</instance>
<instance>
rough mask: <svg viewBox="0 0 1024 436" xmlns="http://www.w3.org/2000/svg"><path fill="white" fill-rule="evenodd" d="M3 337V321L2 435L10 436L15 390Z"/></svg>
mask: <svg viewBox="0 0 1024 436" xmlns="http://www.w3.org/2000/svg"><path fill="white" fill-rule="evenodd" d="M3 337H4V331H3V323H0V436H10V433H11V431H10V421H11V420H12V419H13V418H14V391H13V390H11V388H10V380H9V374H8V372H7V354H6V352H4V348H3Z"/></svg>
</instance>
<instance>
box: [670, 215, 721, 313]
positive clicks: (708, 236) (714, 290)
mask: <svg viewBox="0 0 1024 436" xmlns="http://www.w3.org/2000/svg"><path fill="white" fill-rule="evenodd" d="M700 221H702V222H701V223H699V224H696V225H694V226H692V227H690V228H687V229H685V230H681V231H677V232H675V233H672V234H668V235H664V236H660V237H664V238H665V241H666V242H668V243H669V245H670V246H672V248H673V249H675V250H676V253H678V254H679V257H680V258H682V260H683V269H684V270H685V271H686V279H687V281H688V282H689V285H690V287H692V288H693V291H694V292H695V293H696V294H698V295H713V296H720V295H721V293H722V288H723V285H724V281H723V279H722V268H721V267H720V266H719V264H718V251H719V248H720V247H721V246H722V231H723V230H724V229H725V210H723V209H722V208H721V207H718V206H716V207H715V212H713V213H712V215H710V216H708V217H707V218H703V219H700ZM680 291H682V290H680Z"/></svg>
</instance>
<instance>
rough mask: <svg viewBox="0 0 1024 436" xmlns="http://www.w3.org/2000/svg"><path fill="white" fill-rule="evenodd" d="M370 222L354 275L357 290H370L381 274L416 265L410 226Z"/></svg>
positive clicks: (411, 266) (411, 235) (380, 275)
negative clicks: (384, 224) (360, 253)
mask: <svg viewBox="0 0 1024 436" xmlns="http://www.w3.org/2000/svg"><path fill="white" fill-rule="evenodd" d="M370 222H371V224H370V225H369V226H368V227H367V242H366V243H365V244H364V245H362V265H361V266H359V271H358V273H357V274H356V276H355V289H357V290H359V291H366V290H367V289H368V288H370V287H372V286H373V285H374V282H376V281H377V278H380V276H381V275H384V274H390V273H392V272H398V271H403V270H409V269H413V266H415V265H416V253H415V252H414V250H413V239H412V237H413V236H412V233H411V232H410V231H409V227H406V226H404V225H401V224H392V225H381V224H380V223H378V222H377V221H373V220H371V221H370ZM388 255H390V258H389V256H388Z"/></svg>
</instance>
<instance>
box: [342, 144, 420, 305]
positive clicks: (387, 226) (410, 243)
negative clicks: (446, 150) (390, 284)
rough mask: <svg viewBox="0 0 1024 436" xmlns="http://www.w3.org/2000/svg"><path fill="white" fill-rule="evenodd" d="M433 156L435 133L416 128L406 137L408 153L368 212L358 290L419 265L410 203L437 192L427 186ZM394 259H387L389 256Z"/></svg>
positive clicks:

□ □ □ □

→ What you should do
From the line holding "156L435 133L416 128L406" down to the last line of the records above, restate each line exactly as written.

→ Answer for this exercise
rough mask: <svg viewBox="0 0 1024 436" xmlns="http://www.w3.org/2000/svg"><path fill="white" fill-rule="evenodd" d="M433 156L435 133L416 128L406 137L408 153L368 212L358 290L419 265L410 203L437 192L427 186ZM394 259H387L389 256Z"/></svg>
positive clicks:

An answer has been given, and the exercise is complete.